**GIVEN PASSAGE:**
If you own a leasehold property there comes a time when the lease may need to be extended. A lease extension is an incredibly costly thing to do, but the only solution if you want to retain the property you have been investing in for the last however many years.
There is little education around leasehold properties, especially for unsuspecting first time buyers who can only afford a small flat to get onto the property ladder. I have been there.
When purchasing a leasehold property you will receive copies of the lease from your solicitors which outlines how many years are left on the existing lease term.
It’s very rare you will ever get advice from the estate agent or solicitors about the risk of short leases and what the cost of a lease extension would be, if you ever needed to do one.
The system is so dated that ‘fleecehold’ is a much more accurate depiction of what owning a leasehold property is. From onerous levels of ground rent, to rising service charges and short leases, these are a just a few things that you can expect from leasehold property.
In this article, I explore lease extensions further, and what, or if there is a true cost of a lease extension. There is little information online around average costs, apart from lease calculators which only give you a rough estimate, what this does not take into account is greedy freeholders and how this can increase costs tenfold.
Do I Need A Lease Extension?
You should always choose to start a formal lease extension before you hit 80 years and below on your lease. The shorter the lease the more expensive it costs to extend, as it attracts something called marriage value. A shorter lease is also much less attractive to prospective buyers.
It’s incredibly important to start the formal lease extension before marriage value sets, this is where the value of the property increases over time and this increase in value is shared between the freeholder and leaseholder (marriage value) under current law.

**SUPPLIED INFORMATION:**
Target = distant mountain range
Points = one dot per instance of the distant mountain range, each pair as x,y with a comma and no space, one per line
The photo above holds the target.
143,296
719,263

**GOAL:**
In the passage on lease extensions, at what number of years remaining should a leaseholder already have started a formal lease extension?

**FINISHED EXERCISE:**
Before the lease hits 80 years or below.